## [Exercise instructions]
Reproduce exactly the lines from the one containing "Point to the pale" through the last line of the data, both ends included.

## [Data lines]
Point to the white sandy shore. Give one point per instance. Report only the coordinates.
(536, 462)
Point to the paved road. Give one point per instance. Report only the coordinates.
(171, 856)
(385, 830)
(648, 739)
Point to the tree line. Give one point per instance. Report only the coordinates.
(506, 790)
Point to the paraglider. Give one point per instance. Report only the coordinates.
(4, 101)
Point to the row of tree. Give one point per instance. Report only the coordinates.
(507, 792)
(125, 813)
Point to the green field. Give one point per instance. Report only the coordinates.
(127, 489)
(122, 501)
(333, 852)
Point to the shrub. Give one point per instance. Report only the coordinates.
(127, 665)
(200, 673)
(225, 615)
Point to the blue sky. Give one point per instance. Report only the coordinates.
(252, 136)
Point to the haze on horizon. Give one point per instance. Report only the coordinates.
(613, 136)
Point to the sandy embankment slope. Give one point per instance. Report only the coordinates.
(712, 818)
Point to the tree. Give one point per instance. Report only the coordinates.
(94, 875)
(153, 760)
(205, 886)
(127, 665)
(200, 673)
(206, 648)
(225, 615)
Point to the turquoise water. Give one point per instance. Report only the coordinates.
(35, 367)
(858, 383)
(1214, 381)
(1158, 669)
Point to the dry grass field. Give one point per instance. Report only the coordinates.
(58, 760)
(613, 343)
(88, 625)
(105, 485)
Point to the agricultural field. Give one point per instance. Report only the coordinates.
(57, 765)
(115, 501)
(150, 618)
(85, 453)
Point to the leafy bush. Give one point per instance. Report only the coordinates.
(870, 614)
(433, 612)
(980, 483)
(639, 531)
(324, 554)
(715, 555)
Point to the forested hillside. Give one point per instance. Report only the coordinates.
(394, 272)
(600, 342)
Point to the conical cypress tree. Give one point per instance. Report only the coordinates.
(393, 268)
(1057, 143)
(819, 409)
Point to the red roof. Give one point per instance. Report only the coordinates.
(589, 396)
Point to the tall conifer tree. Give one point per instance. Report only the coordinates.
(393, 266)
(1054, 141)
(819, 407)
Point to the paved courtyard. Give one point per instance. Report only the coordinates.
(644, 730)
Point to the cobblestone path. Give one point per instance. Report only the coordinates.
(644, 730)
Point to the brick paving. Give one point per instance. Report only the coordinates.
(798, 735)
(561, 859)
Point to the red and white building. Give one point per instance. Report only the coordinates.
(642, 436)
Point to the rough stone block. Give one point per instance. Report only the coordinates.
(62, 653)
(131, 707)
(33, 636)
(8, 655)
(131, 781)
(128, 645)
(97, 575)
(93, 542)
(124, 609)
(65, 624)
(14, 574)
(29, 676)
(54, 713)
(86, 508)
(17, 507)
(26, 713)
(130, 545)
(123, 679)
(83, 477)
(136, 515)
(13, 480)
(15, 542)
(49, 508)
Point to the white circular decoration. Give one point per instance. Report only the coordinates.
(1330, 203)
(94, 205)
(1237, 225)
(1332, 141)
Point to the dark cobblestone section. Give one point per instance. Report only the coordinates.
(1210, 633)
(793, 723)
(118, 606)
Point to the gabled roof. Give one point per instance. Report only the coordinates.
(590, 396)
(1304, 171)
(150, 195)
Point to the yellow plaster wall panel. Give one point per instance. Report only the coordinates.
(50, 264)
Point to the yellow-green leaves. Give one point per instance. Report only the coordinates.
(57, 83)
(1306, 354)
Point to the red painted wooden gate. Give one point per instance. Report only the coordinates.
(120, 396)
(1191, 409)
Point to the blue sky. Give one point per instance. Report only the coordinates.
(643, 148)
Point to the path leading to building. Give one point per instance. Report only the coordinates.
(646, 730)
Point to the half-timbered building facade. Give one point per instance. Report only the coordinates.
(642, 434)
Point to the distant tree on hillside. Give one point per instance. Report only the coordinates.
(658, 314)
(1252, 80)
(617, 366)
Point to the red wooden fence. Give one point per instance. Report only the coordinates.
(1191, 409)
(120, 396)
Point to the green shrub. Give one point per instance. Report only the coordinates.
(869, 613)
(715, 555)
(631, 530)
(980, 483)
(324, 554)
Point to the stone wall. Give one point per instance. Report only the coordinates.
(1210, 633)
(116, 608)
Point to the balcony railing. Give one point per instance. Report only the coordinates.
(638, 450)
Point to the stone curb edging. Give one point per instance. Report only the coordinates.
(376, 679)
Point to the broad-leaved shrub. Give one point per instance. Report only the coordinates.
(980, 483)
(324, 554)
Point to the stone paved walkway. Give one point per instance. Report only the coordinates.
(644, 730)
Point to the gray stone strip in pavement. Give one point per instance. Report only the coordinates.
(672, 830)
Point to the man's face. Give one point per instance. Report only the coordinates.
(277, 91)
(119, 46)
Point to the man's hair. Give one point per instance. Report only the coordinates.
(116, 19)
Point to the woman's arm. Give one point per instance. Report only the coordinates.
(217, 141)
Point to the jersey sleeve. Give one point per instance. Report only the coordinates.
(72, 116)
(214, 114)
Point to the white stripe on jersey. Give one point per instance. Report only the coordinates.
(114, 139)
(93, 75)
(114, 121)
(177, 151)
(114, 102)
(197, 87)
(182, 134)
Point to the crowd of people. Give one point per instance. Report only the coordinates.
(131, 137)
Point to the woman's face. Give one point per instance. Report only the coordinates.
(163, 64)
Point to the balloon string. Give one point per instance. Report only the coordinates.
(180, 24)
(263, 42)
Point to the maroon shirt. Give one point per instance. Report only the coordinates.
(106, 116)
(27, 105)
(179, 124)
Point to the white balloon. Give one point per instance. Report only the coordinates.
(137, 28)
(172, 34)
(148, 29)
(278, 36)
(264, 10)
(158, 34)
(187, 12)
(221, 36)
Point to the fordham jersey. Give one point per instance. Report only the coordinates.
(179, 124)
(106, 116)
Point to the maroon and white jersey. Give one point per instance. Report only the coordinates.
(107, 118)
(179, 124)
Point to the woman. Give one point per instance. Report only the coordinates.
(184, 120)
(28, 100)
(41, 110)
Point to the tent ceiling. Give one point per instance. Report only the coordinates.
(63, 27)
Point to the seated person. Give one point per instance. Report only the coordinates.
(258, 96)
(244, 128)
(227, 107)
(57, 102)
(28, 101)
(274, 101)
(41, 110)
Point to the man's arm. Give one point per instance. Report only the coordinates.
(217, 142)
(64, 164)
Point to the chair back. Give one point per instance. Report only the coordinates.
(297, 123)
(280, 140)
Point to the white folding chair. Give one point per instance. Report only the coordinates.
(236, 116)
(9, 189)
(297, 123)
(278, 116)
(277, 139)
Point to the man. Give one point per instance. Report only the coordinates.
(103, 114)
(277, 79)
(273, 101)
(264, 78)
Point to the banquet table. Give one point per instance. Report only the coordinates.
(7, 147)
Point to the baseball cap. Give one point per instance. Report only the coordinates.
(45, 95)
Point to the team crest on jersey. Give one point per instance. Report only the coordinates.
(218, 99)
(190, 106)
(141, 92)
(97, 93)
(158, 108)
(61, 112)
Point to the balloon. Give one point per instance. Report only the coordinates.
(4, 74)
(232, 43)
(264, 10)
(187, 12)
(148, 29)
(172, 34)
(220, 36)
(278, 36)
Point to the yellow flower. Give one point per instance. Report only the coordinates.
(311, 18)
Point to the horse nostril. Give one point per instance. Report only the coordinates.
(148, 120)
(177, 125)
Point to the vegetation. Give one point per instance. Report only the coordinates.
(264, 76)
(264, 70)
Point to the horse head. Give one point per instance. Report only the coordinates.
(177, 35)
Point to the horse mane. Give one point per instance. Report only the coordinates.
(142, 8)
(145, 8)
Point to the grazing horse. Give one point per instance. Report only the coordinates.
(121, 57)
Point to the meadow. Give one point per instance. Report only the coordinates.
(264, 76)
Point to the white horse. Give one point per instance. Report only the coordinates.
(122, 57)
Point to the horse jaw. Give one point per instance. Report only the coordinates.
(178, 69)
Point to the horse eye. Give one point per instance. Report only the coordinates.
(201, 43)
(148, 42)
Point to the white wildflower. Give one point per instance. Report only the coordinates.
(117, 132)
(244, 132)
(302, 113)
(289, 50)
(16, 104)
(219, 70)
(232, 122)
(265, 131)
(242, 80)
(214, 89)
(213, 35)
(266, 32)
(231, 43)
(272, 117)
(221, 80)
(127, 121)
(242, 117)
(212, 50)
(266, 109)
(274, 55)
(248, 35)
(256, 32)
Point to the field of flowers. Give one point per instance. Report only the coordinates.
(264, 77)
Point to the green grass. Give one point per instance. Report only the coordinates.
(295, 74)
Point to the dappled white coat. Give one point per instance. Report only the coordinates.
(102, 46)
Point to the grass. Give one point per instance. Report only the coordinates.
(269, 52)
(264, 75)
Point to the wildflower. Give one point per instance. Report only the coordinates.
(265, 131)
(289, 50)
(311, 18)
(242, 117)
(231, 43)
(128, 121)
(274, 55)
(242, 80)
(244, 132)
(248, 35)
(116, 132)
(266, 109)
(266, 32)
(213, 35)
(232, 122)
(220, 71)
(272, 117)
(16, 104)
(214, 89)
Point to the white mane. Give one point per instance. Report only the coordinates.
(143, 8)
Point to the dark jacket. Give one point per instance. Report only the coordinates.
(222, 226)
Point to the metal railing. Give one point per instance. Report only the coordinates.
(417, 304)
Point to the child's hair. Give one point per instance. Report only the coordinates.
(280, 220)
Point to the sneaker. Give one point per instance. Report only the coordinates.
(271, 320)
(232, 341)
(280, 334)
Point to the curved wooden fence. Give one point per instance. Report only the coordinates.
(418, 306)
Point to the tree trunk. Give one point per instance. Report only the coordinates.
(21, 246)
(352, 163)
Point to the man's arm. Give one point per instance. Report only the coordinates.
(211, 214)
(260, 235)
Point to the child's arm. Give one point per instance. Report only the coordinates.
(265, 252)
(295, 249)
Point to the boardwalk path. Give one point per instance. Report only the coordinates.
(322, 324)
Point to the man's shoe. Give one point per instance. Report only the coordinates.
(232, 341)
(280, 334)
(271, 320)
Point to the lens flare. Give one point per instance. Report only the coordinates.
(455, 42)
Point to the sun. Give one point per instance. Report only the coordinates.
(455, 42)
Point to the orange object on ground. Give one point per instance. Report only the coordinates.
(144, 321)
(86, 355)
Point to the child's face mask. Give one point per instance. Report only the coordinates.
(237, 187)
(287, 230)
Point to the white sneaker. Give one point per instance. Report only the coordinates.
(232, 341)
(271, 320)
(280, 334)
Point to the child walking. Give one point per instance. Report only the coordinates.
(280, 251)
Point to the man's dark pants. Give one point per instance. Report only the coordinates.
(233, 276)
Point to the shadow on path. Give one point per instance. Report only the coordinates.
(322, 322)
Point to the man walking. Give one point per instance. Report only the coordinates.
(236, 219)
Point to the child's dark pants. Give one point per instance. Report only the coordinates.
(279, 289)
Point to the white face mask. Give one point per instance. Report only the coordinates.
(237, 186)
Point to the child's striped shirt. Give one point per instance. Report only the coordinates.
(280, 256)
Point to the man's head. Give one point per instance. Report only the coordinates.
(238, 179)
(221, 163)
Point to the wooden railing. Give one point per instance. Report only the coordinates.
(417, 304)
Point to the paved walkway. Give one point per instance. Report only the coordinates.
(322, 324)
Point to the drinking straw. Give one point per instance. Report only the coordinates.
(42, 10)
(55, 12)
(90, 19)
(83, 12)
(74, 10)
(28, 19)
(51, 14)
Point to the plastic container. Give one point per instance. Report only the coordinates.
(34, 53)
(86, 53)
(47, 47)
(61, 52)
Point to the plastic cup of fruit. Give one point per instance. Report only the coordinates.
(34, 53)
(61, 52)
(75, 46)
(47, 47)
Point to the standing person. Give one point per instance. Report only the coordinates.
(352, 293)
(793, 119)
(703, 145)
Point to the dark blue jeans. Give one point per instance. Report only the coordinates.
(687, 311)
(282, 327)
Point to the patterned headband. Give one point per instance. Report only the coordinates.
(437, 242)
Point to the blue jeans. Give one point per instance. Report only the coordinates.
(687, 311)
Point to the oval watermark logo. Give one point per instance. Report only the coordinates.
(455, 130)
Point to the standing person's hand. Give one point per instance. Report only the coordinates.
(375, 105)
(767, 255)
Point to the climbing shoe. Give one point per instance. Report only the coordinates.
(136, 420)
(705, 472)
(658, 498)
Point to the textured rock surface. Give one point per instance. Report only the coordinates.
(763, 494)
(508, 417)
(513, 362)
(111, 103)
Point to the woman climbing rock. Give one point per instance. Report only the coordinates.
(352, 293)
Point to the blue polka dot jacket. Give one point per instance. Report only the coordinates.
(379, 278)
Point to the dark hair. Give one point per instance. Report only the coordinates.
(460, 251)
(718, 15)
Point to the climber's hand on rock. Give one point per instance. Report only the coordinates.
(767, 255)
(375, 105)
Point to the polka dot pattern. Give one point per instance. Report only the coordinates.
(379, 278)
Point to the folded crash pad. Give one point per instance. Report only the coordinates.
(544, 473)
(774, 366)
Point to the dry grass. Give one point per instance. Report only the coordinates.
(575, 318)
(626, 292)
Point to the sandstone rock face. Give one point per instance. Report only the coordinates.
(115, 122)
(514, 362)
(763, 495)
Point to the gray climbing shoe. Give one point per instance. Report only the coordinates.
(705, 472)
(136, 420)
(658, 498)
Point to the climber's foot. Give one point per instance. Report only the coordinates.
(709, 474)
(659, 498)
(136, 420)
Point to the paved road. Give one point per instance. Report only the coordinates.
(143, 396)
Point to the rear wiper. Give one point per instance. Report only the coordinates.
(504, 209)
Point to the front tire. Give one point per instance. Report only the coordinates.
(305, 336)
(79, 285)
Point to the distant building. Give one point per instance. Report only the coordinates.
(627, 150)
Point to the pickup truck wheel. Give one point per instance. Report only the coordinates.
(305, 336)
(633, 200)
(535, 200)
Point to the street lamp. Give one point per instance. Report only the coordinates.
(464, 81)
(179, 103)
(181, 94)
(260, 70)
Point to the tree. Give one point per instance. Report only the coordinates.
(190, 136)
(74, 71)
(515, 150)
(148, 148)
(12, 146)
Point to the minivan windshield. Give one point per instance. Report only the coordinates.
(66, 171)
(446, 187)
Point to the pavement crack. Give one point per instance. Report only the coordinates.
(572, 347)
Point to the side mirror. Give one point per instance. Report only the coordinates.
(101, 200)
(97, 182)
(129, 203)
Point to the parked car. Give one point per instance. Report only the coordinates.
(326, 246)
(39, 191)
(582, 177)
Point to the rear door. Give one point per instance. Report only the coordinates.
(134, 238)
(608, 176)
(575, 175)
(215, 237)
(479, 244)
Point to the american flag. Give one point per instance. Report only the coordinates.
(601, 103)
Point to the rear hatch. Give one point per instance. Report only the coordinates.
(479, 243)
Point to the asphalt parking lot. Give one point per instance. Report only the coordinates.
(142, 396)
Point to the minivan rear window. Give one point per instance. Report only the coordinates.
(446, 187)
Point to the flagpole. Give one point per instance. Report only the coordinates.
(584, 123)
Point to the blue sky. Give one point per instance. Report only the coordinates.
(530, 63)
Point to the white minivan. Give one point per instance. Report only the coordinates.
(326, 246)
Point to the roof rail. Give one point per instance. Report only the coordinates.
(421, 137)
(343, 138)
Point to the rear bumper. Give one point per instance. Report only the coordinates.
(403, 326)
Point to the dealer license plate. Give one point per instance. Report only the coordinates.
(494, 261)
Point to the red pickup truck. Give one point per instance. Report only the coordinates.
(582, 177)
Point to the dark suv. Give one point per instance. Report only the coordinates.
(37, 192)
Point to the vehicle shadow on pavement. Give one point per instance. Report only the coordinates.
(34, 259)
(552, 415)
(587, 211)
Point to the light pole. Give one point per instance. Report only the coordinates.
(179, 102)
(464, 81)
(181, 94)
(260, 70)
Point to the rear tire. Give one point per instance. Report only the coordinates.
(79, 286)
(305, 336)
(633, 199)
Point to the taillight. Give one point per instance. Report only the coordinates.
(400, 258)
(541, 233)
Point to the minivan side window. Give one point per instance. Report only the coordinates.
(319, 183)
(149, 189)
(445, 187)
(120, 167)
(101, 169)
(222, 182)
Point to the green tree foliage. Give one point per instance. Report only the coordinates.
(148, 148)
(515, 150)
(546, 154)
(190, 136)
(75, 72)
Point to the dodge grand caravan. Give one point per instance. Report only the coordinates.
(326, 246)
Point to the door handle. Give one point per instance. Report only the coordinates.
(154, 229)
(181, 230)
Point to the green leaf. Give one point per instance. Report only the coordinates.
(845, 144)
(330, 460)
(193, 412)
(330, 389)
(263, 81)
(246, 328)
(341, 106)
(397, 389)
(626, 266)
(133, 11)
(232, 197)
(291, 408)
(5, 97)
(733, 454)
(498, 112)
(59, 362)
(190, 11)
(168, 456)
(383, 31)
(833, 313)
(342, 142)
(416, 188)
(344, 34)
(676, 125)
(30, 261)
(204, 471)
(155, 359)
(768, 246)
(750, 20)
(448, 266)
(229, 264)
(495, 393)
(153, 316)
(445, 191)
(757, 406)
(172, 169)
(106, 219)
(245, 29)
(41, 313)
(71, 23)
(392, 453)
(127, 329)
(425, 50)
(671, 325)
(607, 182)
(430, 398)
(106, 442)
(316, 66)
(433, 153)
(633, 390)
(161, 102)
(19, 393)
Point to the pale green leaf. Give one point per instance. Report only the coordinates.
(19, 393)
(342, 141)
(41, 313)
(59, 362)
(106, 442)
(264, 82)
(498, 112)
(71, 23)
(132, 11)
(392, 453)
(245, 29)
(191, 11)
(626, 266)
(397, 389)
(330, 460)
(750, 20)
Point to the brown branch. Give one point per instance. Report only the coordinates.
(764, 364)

## [Result of the exercise]
Point to the pale green leaf. Give one point per instance. Report only the coordinates.
(19, 393)
(342, 141)
(41, 313)
(59, 362)
(106, 442)
(264, 82)
(498, 112)
(71, 23)
(132, 11)
(392, 453)
(245, 29)
(191, 11)
(626, 266)
(397, 389)
(330, 460)
(750, 20)
Point to the brown branch. Give one point per instance. Report only the coordinates.
(764, 364)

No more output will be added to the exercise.